# YOUR TASK
Which lines in the material below contain the string "smiling"? Show each of them in full.

# INPUT MATERIAL
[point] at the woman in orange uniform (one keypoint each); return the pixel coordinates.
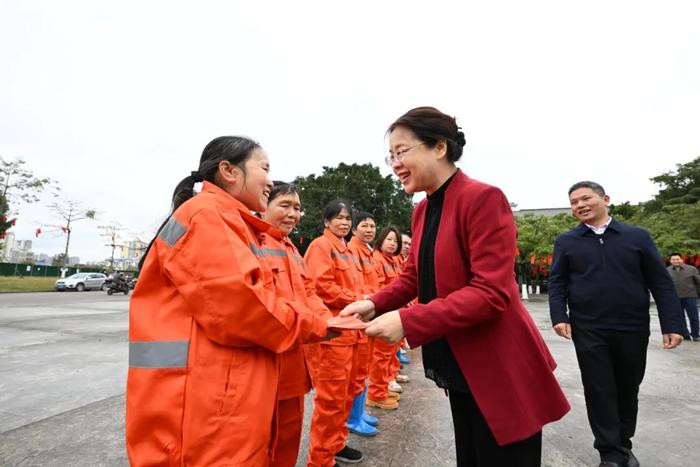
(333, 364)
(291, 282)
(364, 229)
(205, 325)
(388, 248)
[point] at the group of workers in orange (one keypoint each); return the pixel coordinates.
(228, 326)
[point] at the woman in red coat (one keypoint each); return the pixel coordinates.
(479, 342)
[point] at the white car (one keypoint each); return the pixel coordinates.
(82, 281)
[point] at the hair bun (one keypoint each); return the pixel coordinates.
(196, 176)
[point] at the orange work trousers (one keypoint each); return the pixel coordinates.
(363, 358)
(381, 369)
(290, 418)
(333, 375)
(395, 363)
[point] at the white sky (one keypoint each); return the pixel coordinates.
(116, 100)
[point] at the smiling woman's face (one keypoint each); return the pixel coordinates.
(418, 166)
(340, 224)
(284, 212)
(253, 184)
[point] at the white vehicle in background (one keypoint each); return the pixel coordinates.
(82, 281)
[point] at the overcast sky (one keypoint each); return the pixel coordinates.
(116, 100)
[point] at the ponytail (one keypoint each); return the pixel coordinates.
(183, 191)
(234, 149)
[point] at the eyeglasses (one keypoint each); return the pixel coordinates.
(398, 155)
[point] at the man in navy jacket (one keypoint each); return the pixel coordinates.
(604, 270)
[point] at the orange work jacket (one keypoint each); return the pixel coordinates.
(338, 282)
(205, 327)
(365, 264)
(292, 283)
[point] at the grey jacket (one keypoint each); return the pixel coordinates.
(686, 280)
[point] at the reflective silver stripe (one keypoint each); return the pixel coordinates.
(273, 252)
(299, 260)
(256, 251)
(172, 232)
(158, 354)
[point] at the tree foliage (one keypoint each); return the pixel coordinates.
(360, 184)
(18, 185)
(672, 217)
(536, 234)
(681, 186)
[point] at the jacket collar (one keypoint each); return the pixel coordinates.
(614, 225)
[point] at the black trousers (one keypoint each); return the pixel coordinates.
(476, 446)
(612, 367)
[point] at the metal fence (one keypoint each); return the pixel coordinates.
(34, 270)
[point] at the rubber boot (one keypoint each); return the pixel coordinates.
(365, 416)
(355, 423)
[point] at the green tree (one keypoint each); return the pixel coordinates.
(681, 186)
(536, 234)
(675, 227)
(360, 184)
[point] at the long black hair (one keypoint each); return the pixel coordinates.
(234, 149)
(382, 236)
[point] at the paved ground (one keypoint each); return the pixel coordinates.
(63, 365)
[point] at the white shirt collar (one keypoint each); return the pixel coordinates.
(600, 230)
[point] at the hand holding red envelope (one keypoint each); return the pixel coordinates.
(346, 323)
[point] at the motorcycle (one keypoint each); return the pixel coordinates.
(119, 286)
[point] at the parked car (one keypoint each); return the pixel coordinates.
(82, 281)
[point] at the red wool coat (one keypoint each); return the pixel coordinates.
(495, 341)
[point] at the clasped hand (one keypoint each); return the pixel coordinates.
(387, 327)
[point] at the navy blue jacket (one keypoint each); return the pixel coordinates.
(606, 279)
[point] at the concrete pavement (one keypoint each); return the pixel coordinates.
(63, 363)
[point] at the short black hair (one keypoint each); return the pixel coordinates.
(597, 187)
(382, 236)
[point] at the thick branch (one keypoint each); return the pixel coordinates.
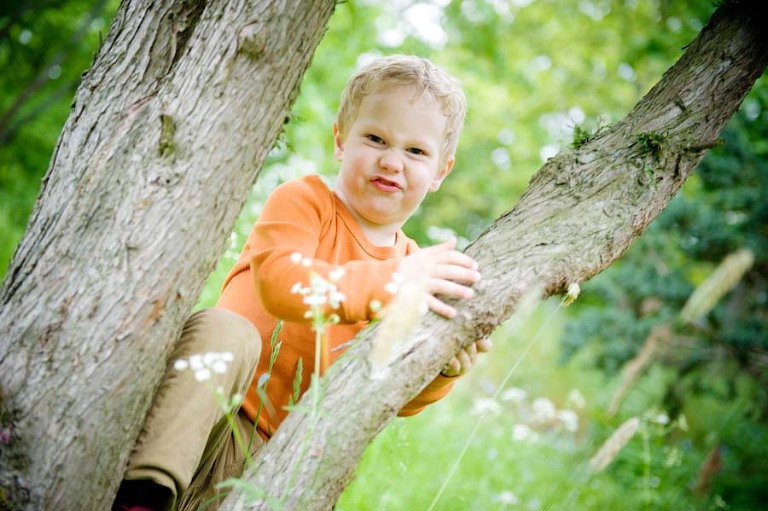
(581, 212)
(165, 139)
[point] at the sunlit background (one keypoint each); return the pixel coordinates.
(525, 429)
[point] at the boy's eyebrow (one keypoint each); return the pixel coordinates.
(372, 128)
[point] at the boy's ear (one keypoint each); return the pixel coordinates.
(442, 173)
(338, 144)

...

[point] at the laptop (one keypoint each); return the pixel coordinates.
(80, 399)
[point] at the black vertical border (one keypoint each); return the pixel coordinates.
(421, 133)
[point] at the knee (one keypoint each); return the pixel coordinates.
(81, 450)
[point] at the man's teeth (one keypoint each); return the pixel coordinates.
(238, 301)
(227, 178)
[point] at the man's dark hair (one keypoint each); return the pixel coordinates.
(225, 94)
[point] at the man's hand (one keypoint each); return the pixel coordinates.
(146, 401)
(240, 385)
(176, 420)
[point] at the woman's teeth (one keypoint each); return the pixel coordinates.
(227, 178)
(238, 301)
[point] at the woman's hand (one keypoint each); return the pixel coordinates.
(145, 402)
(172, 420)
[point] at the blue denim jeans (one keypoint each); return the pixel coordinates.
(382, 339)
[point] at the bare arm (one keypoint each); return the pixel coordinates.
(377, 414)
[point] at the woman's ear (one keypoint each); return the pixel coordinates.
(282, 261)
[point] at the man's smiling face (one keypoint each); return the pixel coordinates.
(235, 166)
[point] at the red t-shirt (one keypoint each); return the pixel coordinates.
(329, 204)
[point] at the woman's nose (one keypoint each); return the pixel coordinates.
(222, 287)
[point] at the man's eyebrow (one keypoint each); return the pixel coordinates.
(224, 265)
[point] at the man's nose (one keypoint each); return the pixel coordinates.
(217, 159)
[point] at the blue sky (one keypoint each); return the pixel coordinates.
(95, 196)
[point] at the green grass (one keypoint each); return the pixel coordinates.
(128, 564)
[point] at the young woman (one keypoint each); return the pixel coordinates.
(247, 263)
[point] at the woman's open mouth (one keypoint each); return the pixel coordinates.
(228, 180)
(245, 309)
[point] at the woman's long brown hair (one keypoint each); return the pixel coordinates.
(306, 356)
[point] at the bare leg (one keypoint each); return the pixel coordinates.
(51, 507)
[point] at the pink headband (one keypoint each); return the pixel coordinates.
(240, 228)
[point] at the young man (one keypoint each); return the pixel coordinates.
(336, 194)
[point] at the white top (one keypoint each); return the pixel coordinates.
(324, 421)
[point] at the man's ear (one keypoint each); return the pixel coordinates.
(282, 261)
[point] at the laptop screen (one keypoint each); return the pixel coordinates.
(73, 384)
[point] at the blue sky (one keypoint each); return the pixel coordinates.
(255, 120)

# WRITTEN ANSWER
[point] at the smiling woman's face (one keypoint each); return the pixel coordinates.
[point] at the man's smiling face (one keypoint each); return the pixel coordinates.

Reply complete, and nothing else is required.